## Your goal
Arrange every line of the entries below as a JSON list of strings, one string per line, and leave out the blank lines.

- - - -

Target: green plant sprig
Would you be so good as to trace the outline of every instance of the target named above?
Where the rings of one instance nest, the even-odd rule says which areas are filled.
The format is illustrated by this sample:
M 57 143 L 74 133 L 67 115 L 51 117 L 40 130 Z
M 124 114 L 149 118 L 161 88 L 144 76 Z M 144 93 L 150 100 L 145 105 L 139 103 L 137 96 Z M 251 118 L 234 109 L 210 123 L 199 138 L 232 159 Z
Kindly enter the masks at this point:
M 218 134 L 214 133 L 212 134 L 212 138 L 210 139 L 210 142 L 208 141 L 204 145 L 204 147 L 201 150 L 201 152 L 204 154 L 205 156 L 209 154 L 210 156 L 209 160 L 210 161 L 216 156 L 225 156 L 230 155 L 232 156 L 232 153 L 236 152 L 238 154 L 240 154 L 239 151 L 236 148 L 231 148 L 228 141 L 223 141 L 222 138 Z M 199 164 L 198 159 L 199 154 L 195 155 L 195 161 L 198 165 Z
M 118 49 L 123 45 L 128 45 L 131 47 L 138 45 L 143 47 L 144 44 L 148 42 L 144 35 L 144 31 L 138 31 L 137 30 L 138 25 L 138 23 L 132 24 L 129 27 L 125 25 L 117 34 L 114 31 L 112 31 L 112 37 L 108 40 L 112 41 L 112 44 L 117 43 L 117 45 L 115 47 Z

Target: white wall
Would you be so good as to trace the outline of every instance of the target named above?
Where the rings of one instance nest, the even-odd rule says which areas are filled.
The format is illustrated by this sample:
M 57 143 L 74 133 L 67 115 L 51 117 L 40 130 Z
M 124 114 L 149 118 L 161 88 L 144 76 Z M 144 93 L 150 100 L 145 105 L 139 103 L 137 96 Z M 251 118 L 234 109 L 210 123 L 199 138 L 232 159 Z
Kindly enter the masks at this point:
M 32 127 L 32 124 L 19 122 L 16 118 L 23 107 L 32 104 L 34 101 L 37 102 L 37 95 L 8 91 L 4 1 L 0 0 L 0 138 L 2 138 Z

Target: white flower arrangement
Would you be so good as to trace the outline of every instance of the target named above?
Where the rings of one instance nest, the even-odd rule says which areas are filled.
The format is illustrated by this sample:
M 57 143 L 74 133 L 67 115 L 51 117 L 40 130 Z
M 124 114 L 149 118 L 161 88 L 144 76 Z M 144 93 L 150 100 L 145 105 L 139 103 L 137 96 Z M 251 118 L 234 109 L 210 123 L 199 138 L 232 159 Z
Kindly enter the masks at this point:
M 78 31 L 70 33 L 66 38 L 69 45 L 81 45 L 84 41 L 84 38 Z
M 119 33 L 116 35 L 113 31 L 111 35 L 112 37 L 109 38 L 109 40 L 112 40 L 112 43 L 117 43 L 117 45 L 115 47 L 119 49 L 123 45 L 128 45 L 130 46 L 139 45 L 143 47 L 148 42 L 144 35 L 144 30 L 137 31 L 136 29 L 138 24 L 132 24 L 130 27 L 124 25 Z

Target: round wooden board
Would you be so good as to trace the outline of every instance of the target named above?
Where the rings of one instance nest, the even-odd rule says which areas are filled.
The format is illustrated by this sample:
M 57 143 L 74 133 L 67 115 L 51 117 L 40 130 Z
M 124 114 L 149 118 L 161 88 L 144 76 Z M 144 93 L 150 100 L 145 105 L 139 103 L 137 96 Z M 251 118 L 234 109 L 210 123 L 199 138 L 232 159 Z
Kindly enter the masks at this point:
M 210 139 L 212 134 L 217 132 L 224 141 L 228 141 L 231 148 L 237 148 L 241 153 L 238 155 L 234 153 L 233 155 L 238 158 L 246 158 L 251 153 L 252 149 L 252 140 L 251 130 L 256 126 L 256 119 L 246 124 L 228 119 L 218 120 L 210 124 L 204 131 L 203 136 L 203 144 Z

- - - -

## Answer below
[
  "Target: green plant sprig",
  "Would you be so good as to trace the outline of every instance of the target named above?",
  "Where the rings of one instance nest, the even-odd rule says which areas are filled.",
  "The format is illustrated by this sample:",
  "M 57 143 L 74 133 L 67 115 L 51 117 L 40 130 Z",
  "M 124 114 L 149 118 L 161 88 L 144 76 Z M 144 93 L 150 100 L 145 105 L 139 103 L 137 96 Z M 251 118 L 234 109 L 210 123 L 199 138 L 232 159 Z",
  "Kindly enter the masks at this point:",
  "M 218 134 L 214 133 L 212 134 L 212 138 L 210 139 L 210 142 L 208 141 L 204 145 L 204 147 L 201 150 L 201 152 L 204 154 L 205 156 L 209 154 L 210 156 L 209 160 L 210 161 L 216 156 L 225 156 L 230 155 L 232 156 L 232 153 L 236 152 L 238 154 L 240 154 L 239 151 L 236 148 L 231 148 L 228 141 L 223 141 L 222 138 Z M 199 164 L 198 159 L 199 154 L 195 155 L 195 161 L 198 165 Z",
  "M 118 49 L 123 45 L 128 45 L 131 47 L 138 45 L 143 47 L 144 44 L 148 42 L 144 35 L 144 31 L 138 31 L 137 30 L 138 25 L 138 23 L 132 24 L 129 27 L 125 25 L 117 34 L 114 31 L 112 31 L 112 37 L 108 40 L 112 41 L 112 44 L 117 43 L 117 45 L 115 47 Z",
  "Target: white wall",
  "Would you be so good as to trace the outline of every instance of the target named above?",
  "Where the rings of one instance nest, the even-odd rule says which areas are filled.",
  "The format is illustrated by this sample:",
  "M 57 143 L 74 133 L 67 115 L 51 117 L 40 130 Z",
  "M 124 114 L 149 118 L 161 88 L 144 76 Z M 144 93 L 150 100 L 145 105 L 139 103 L 137 96 Z M 251 118 L 234 109 L 210 123 L 199 138 L 232 159 Z",
  "Kindly enter the masks at this point:",
  "M 32 127 L 32 124 L 19 122 L 16 118 L 23 107 L 32 104 L 34 101 L 37 102 L 37 95 L 8 91 L 4 1 L 0 0 L 0 138 L 2 138 Z",
  "Target: white flower arrangement",
  "Would you be so good as to trace the outline of every instance of the target named above?",
  "Where the rings of one instance nest, the even-odd rule says which areas are filled.",
  "The format is illustrated by this sample:",
  "M 57 143 L 74 133 L 67 115 L 51 117 L 40 130 Z",
  "M 124 114 L 149 118 L 161 88 L 144 76 Z M 144 93 L 150 100 L 145 105 L 139 103 L 137 96 Z M 251 118 L 234 109 L 210 123 L 199 138 L 232 159 Z",
  "Kindly enter the masks at this point:",
  "M 78 31 L 70 33 L 66 38 L 69 45 L 81 45 L 84 41 L 84 38 Z",
  "M 119 33 L 116 35 L 113 31 L 111 35 L 112 37 L 109 38 L 109 40 L 112 40 L 112 43 L 117 43 L 117 45 L 115 47 L 119 49 L 123 45 L 128 45 L 130 46 L 139 45 L 143 47 L 148 42 L 144 35 L 144 30 L 137 31 L 136 29 L 138 24 L 132 24 L 130 27 L 124 25 Z",
  "Target: round wooden board",
  "Would you be so good as to trace the outline of every instance of the target named above?",
  "Where the rings of one instance nest, the even-odd rule says which areas are filled.",
  "The format is illustrated by this sample:",
  "M 57 143 L 74 133 L 67 115 L 51 117 L 40 130 Z",
  "M 124 114 L 149 118 L 161 88 L 144 76 Z M 144 93 L 150 100 L 145 105 L 139 103 L 137 96 Z M 251 118 L 234 109 L 210 123 L 199 138 L 232 159 Z",
  "Kindly enter the masks at this point:",
  "M 210 139 L 212 134 L 217 132 L 224 141 L 228 141 L 231 148 L 237 148 L 241 153 L 238 155 L 234 153 L 233 155 L 238 158 L 246 158 L 251 153 L 252 149 L 252 140 L 251 130 L 256 126 L 256 119 L 246 124 L 228 119 L 218 120 L 210 124 L 204 131 L 203 136 L 203 144 Z"
]